• ВАШЕ ЗАДАНИЕ:
Перепишите приведенный ниже отрывок о докладе для Госдепартамента целиком, сохранив каждое слово и каждый знак препинания.

• ЦИТИРУЕМЫЙ ОТРЫВОК:
------------------------------------------------------------

Для восприимчивых иностранцев уйти от всего этого можно тремя путями: проникнувшись цинизмом, соучастием или же сочувствием. Большинство из них используют эти пути комбинированно.
Вот основные положения из доклада, представленного мной официальным лицам Госдепартамента. Просматривая теперь эти выдержки, я лучше понимаю, чем тогда, почему докладу не нашлось подходящего места в государственном архиве. Однако факт остается фактом, что описанные мной в результате поездки замечания не устраивали Госдепартамент (каким он был в то время и с какими задачами сталкивался), в связи с чем их не приняли во внимание. Для меня же это было логическим подтверждением вывода о бесполезности моей официальной карьеры в Вашингтоне и правильности решения о переходе к другой деятельности, позволившей мне более глубоко и безапелляционно анализировать события и делать выводы, отношение к которым более терпимо и снисходительно.

------------------------------------------------------------

• ПРЕДОСТАВЛЕННЫЙ МАТЕРИАЛ:

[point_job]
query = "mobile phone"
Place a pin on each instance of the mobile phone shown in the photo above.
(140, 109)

------------------------------------------------------------

• ПОЛНЫЙ ОТВЕТ:
Для восприимчивых иностранцев уйти от всего этого можно тремя путями: проникнувшись цинизмом, соучастием или же сочувствием. Большинство из них используют эти пути комбинированно.
Вот основные положения из доклада, представленного мной официальным лицам Госдепартамента. Просматривая теперь эти выдержки, я лучше понимаю, чем тогда, почему докладу не нашлось подходящего места в государственном архиве. Однако факт остается фактом, что описанные мной в результате поездки замечания не устраивали Госдепартамент (каким он был в то время и с какими задачами сталкивался), в связи с чем их не приняли во внимание. Для меня же это было логическим подтверждением вывода о бесполезности моей официальной карьеры в Вашингтоне и правильности решения о переходе к другой деятельности, позволившей мне более глубоко и безапелляционно анализировать события и делать выводы, отношение к которым более терпимо и снисходительно.